[Brief] Put the part of the items that opens with the line containing "the tree, each" and closes with the line containing "pixel 670 446" into a numbered list, including both of those lines and leaving out any blank lines. Cover only that part.

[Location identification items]

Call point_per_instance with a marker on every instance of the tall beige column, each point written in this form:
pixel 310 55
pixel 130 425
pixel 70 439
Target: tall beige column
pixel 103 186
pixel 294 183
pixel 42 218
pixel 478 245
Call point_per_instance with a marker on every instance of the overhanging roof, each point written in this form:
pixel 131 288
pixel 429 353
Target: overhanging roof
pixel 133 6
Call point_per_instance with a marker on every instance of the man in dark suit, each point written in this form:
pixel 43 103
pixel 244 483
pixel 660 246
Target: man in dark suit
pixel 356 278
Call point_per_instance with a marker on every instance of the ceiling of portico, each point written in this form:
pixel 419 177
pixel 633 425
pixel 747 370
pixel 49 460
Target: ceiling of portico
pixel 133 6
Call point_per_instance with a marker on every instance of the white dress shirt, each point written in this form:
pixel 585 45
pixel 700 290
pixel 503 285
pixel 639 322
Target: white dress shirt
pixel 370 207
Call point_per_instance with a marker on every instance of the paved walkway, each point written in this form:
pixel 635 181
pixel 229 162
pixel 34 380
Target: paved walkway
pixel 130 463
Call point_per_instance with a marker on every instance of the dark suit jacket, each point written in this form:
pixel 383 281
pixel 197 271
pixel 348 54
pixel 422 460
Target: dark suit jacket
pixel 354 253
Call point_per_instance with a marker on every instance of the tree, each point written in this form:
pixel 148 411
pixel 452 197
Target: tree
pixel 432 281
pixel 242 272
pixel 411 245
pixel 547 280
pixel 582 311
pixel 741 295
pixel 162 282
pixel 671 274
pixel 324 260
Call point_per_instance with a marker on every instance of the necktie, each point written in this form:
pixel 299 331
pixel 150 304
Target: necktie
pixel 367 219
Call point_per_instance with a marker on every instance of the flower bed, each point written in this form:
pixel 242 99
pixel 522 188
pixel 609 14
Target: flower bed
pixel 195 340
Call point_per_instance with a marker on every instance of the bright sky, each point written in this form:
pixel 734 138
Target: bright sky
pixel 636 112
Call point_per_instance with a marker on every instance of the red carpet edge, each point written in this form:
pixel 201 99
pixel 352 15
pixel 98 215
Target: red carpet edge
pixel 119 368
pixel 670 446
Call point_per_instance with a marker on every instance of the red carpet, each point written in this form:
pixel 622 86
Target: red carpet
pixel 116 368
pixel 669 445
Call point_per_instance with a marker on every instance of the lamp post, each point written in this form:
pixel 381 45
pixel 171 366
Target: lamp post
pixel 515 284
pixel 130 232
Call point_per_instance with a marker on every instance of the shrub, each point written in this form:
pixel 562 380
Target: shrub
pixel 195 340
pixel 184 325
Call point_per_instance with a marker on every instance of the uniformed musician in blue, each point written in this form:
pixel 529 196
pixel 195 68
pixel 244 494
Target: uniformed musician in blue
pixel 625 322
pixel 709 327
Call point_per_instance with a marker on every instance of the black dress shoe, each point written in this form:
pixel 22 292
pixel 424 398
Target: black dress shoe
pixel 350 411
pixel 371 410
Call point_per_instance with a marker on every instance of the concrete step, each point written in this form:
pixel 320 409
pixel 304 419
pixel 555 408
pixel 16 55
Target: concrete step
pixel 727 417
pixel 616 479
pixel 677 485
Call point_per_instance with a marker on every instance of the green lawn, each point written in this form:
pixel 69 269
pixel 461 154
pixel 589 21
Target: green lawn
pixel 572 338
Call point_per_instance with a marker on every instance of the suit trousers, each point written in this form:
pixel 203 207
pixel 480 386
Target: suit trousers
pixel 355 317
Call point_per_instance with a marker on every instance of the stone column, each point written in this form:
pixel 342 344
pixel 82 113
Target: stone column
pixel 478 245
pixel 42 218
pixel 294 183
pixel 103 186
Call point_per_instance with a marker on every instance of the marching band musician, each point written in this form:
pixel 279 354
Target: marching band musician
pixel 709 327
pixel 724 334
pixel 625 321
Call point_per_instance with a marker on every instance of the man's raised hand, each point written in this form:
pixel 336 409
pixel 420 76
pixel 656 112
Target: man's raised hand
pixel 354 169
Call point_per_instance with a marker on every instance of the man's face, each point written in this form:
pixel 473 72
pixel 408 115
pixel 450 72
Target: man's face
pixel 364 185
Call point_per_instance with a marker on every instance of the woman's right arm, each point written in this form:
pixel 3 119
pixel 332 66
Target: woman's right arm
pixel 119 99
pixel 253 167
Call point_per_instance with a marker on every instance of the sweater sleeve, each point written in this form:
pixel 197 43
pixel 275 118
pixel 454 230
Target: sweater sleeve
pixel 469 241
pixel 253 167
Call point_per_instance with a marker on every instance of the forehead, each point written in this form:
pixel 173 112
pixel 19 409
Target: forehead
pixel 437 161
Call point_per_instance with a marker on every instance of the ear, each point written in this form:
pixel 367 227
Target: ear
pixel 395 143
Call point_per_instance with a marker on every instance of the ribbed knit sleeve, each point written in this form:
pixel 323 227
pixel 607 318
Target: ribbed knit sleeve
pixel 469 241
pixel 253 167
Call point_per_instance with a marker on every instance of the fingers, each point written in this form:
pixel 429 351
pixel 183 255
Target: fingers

[Response to the exercise]
1. Call point_per_instance with a marker on every instance of the tree, each point written in this form:
2. pixel 148 411
3. pixel 452 197
4. Target: tree
5. pixel 432 281
6. pixel 242 272
7. pixel 411 245
8. pixel 547 280
9. pixel 582 311
10. pixel 741 295
11. pixel 162 282
12. pixel 671 274
13. pixel 324 260
14. Call point_per_instance with a marker on every instance of the necktie, each point written in this form:
15. pixel 299 331
16. pixel 150 304
17. Target: necktie
18. pixel 367 219
19. Call point_per_instance with a marker on every instance of the flower bed, each point written in this form:
20. pixel 242 99
21. pixel 522 188
22. pixel 609 14
23. Target: flower bed
24. pixel 195 340
25. Call point_per_instance with a marker on every instance of the bright sky, each point written in this form:
26. pixel 734 138
27. Target: bright sky
28. pixel 636 112
29. Call point_per_instance with a marker on every instance of the red carpet edge, each point written in this form:
30. pixel 201 99
31. pixel 352 15
32. pixel 98 215
33. Target: red carpet edge
34. pixel 119 368
35. pixel 670 446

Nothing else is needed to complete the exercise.